Assigned task
Without any pictures, copy the records below once more, exactly as they are.

(Stored data)
* * * * * * *

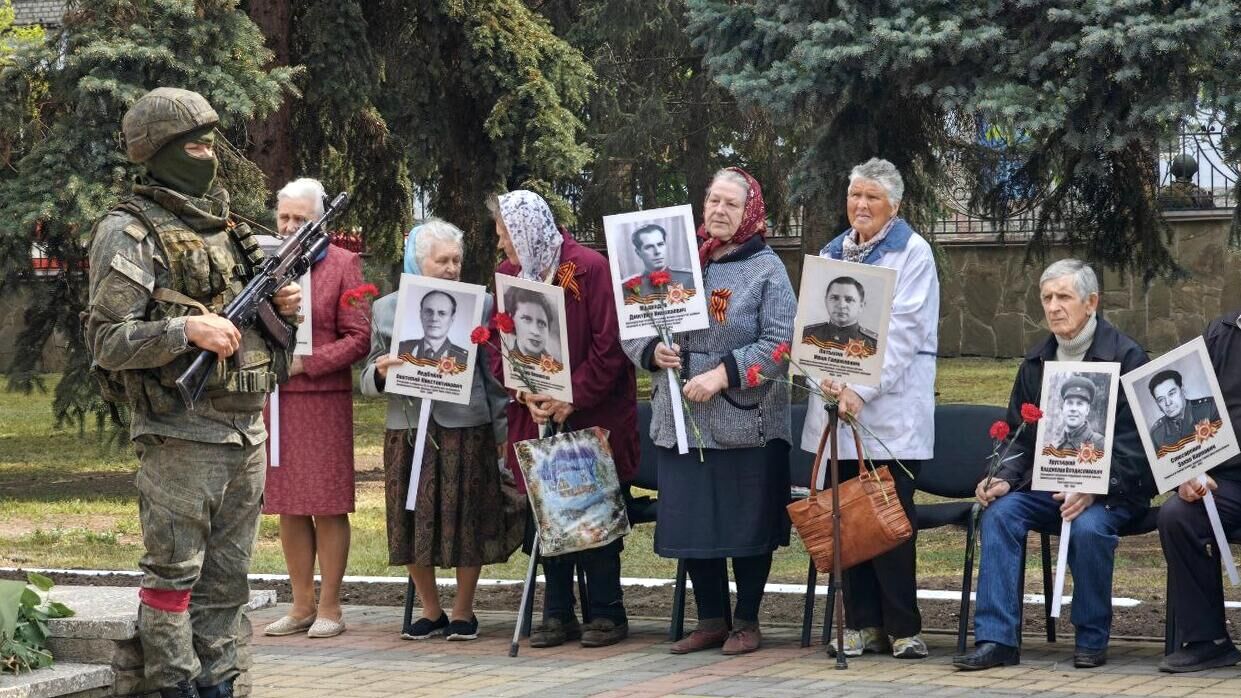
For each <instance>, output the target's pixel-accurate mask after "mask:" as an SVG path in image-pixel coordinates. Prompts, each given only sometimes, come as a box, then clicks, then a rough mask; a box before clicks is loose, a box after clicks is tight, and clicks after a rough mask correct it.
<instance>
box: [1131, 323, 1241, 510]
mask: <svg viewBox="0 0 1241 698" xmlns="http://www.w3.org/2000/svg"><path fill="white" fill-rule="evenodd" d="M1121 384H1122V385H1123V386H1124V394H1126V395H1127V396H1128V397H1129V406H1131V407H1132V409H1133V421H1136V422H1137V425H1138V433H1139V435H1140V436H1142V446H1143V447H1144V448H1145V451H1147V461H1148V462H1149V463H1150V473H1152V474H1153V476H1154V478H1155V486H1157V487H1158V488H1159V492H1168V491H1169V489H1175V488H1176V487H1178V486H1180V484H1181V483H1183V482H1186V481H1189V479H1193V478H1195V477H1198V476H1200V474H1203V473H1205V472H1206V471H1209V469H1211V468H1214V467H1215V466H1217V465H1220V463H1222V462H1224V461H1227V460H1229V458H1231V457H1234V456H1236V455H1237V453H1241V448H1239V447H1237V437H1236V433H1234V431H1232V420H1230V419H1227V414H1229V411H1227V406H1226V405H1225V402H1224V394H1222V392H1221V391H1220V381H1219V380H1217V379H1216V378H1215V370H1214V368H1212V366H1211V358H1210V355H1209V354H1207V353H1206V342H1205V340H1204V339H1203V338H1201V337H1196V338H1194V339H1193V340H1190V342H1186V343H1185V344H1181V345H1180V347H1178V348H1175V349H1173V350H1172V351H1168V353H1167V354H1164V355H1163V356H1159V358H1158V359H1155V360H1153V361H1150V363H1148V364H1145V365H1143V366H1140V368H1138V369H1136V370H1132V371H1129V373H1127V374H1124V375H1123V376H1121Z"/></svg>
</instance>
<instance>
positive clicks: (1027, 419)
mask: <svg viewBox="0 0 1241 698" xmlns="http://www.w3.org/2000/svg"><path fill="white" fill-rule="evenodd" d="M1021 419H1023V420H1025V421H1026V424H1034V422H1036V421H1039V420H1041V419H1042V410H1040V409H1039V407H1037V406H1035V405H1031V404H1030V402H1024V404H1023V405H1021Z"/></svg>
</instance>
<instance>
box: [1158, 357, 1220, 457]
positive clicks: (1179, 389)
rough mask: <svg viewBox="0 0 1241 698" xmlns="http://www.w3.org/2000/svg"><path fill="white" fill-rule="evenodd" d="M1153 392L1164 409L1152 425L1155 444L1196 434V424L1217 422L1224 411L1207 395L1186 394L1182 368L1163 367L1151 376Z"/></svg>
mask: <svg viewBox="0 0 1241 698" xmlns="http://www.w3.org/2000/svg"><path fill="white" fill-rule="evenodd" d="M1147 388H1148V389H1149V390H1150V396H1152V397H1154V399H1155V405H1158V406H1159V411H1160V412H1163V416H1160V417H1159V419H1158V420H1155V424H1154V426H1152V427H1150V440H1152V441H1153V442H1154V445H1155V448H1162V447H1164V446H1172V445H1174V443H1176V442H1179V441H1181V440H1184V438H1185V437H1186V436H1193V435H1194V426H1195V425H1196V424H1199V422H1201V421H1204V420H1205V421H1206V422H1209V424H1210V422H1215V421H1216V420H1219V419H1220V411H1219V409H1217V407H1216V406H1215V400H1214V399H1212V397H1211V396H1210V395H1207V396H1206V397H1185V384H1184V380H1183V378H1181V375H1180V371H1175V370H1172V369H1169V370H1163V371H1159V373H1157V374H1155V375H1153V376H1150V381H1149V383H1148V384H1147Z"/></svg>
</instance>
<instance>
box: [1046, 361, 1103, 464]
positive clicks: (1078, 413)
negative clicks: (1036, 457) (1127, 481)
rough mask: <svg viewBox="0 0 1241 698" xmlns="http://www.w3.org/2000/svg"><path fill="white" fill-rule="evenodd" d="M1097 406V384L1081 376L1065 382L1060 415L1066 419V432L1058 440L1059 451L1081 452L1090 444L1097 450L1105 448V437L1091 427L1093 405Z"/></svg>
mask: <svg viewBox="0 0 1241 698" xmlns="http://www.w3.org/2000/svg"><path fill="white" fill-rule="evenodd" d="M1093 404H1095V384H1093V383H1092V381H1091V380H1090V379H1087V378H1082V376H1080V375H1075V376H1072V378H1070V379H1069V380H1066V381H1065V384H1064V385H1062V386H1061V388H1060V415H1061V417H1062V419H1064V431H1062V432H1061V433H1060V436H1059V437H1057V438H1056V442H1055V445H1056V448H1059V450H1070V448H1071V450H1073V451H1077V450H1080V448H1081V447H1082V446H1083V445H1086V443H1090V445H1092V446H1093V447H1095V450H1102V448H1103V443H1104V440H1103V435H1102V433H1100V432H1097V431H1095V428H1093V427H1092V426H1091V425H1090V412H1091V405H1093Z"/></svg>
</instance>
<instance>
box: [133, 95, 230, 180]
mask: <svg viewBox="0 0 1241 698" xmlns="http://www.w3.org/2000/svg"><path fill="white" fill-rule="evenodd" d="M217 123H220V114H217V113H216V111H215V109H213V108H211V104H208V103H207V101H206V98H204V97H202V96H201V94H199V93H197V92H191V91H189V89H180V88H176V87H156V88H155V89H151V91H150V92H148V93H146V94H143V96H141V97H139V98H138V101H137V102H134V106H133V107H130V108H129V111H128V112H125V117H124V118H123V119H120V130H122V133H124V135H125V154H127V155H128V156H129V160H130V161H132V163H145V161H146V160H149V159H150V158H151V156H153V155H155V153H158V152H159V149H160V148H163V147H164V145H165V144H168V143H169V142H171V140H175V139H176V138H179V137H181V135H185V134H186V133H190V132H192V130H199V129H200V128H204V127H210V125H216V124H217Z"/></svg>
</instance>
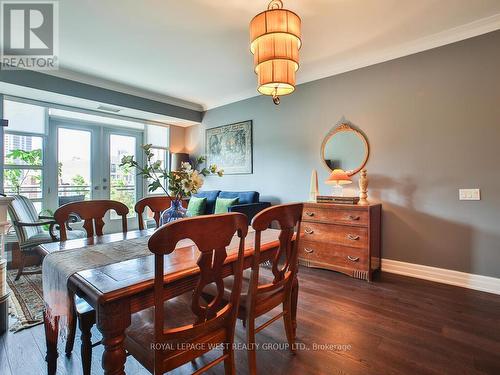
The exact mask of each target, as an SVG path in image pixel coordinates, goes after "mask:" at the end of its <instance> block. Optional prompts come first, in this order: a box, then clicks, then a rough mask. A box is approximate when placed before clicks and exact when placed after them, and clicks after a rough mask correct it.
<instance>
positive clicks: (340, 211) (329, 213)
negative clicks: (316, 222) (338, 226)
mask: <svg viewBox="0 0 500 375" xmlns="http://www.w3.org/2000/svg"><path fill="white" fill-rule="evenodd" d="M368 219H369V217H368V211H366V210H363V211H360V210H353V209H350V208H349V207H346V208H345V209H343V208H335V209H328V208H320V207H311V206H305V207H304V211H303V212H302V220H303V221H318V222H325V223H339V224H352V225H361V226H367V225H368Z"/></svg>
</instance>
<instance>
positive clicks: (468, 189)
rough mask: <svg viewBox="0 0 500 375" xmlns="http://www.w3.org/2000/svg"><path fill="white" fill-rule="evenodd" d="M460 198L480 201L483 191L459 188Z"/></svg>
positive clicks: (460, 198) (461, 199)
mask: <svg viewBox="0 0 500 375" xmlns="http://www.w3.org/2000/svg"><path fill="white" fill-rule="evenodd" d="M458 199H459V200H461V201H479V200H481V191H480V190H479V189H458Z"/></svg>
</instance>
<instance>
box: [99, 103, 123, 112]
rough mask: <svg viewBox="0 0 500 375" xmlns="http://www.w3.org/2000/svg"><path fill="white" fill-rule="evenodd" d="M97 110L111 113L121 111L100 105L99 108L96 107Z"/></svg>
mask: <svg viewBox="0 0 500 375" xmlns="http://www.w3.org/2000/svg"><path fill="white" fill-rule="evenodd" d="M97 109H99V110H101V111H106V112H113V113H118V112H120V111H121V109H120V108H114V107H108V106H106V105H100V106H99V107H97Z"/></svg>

* * * * * * *

Solution for this task
For each <instance>, output the target's pixel-accurate mask after "mask:" as an SVG path in image-pixel coordinates. Prompts, each given only sometimes, come as a box, then clicks, then a rough mask; a box before clicks is loose, a box after clicks is tight, and clicks after a rough mask correct it.
<instance>
box: [1131, 323, 1241, 510]
mask: <svg viewBox="0 0 1241 698" xmlns="http://www.w3.org/2000/svg"><path fill="white" fill-rule="evenodd" d="M1121 384H1122V385H1123V386H1124V394H1126V395H1127V396H1128V397H1129V406H1131V407H1132V409H1133V421H1136V422H1137V425H1138V433H1139V435H1140V436H1142V446H1143V447H1144V448H1145V451H1147V461H1148V462H1149V463H1150V473H1152V474H1153V476H1154V478H1155V486H1157V487H1158V488H1159V492H1168V491H1169V489H1175V488H1176V487H1178V486H1180V484H1181V483H1183V482H1186V481H1189V479H1193V478H1195V477H1198V476H1200V474H1203V473H1205V472H1206V471H1209V469H1211V468H1214V467H1215V466H1217V465H1220V463H1222V462H1224V461H1227V460H1229V458H1231V457H1234V456H1236V455H1237V453H1241V448H1239V447H1237V437H1236V433H1234V431H1232V420H1230V419H1227V414H1229V411H1227V406H1226V405H1225V402H1224V394H1222V392H1221V391H1220V381H1219V380H1217V379H1216V378H1215V370H1214V368H1212V366H1211V358H1210V355H1209V354H1207V353H1206V342H1205V340H1204V339H1203V338H1201V337H1196V338H1194V339H1193V340H1190V342H1186V343H1185V344H1181V345H1180V347H1178V348H1175V349H1173V350H1172V351H1168V353H1167V354H1164V355H1163V356H1159V358H1158V359H1155V360H1153V361H1150V363H1148V364H1145V365H1143V366H1140V368H1138V369H1136V370H1132V371H1129V373H1127V374H1124V375H1123V376H1121Z"/></svg>
</instance>
<instance>
positive clicks: (1027, 419)
mask: <svg viewBox="0 0 1241 698" xmlns="http://www.w3.org/2000/svg"><path fill="white" fill-rule="evenodd" d="M1021 419H1023V420H1025V421H1026V424H1034V422H1036V421H1039V420H1041V419H1042V410H1040V409H1039V407H1037V406H1035V405H1031V404H1030V402H1024V404H1023V405H1021Z"/></svg>
</instance>
<instance>
box: [1158, 357, 1220, 457]
positive clicks: (1179, 389)
rough mask: <svg viewBox="0 0 1241 698" xmlns="http://www.w3.org/2000/svg"><path fill="white" fill-rule="evenodd" d="M1153 392L1164 409L1152 425L1155 444L1196 434V424L1217 422L1224 411L1207 395L1186 394L1182 368L1163 367L1151 376Z"/></svg>
mask: <svg viewBox="0 0 1241 698" xmlns="http://www.w3.org/2000/svg"><path fill="white" fill-rule="evenodd" d="M1147 388H1148V389H1149V390H1150V396H1152V397H1154V399H1155V405H1158V406H1159V411H1160V412H1163V416H1160V417H1159V419H1158V420H1155V424H1154V426H1152V427H1150V440H1152V441H1153V442H1154V445H1155V448H1162V447H1164V446H1172V445H1174V443H1176V442H1179V441H1181V440H1184V438H1185V437H1186V436H1193V435H1194V426H1195V425H1196V424H1199V422H1201V421H1204V420H1205V421H1206V422H1209V424H1210V422H1215V421H1216V420H1219V419H1220V411H1219V409H1217V407H1216V406H1215V400H1214V399H1212V397H1211V396H1210V395H1207V396H1206V397H1185V384H1184V380H1183V378H1181V375H1180V371H1175V370H1172V369H1169V370H1163V371H1159V373H1157V374H1155V375H1153V376H1150V381H1149V383H1148V384H1147Z"/></svg>
</instance>
<instance>
box: [1046, 361, 1103, 464]
positive clicks: (1078, 413)
negative clicks: (1036, 457) (1127, 481)
rough mask: <svg viewBox="0 0 1241 698" xmlns="http://www.w3.org/2000/svg"><path fill="white" fill-rule="evenodd" d="M1097 406V384L1081 376L1065 382L1060 415L1066 419V432L1058 440L1059 451L1081 452L1090 444L1097 450L1105 448V437L1091 427L1093 405Z"/></svg>
mask: <svg viewBox="0 0 1241 698" xmlns="http://www.w3.org/2000/svg"><path fill="white" fill-rule="evenodd" d="M1093 404H1095V384H1093V383H1092V381H1091V380H1090V379H1087V378H1082V376H1080V375H1075V376H1072V378H1070V379H1069V380H1066V381H1065V384H1064V385H1062V386H1061V388H1060V415H1061V417H1062V419H1064V431H1062V432H1061V433H1060V436H1059V437H1057V438H1056V442H1055V445H1056V448H1059V450H1070V448H1071V450H1073V451H1077V450H1080V448H1081V447H1082V446H1083V445H1086V443H1090V445H1092V446H1093V447H1095V450H1102V448H1103V443H1104V440H1103V435H1102V433H1100V432H1097V431H1095V428H1093V427H1092V426H1091V425H1090V412H1091V405H1093Z"/></svg>
</instance>
<instance>
box: [133, 95, 230, 180]
mask: <svg viewBox="0 0 1241 698" xmlns="http://www.w3.org/2000/svg"><path fill="white" fill-rule="evenodd" d="M217 123H220V114H217V113H216V111H215V109H213V108H211V104H208V103H207V101H206V98H204V97H202V96H201V94H199V93H197V92H191V91H189V89H180V88H176V87H156V88H155V89H151V91H150V92H148V93H146V94H143V96H141V97H139V98H138V101H137V102H134V106H133V107H130V108H129V111H128V112H125V117H124V118H123V119H120V130H122V133H124V135H125V154H127V155H128V156H129V160H130V161H132V163H145V161H146V160H149V159H150V158H151V156H153V155H155V153H158V152H159V149H160V148H163V147H164V145H165V144H168V143H169V142H171V140H175V139H176V138H179V137H181V135H185V134H186V133H190V132H192V130H199V129H200V128H204V127H210V125H216V124H217Z"/></svg>
</instance>
The exact mask of each target, as an SVG path in image pixel coordinates, goes after "mask:" at the end of its <instance> block. Optional prompts come first, in this order: a box, then clicks, then a rough mask. A box is approximate when placed before clicks and exact when placed after them, and clicks after a rough mask correct it.
<instance>
positive clicks: (340, 211) (329, 213)
negative clicks: (316, 222) (338, 226)
mask: <svg viewBox="0 0 500 375" xmlns="http://www.w3.org/2000/svg"><path fill="white" fill-rule="evenodd" d="M368 219H369V217H368V211H366V210H363V211H360V210H353V209H350V208H349V207H346V208H345V209H343V208H335V209H328V208H320V207H311V206H305V207H304V211H303V212H302V220H303V221H318V222H325V223H339V224H352V225H361V226H367V225H368Z"/></svg>
</instance>
<instance>
positive clicks: (468, 189)
rough mask: <svg viewBox="0 0 500 375" xmlns="http://www.w3.org/2000/svg"><path fill="white" fill-rule="evenodd" d="M460 198L480 201L483 191L459 188Z"/></svg>
positive clicks: (460, 198) (461, 199)
mask: <svg viewBox="0 0 500 375" xmlns="http://www.w3.org/2000/svg"><path fill="white" fill-rule="evenodd" d="M458 199H459V200H461V201H479V200H481V191H480V190H479V189H458Z"/></svg>
</instance>
<instance>
box: [99, 103, 123, 112]
rough mask: <svg viewBox="0 0 500 375" xmlns="http://www.w3.org/2000/svg"><path fill="white" fill-rule="evenodd" d="M97 110L111 113L121 111L100 105L99 108L96 107Z"/></svg>
mask: <svg viewBox="0 0 500 375" xmlns="http://www.w3.org/2000/svg"><path fill="white" fill-rule="evenodd" d="M97 109H99V110H101V111H106V112H113V113H118V112H120V111H121V109H120V108H114V107H108V106H106V105H100V106H99V107H97Z"/></svg>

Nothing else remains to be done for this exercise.